What is needed
Answer with a single number stating how many lines of the entries below include the string "bare".

Dataset items:
#####
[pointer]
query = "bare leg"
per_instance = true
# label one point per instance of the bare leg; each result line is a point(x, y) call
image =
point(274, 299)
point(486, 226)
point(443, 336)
#####
Answer section
2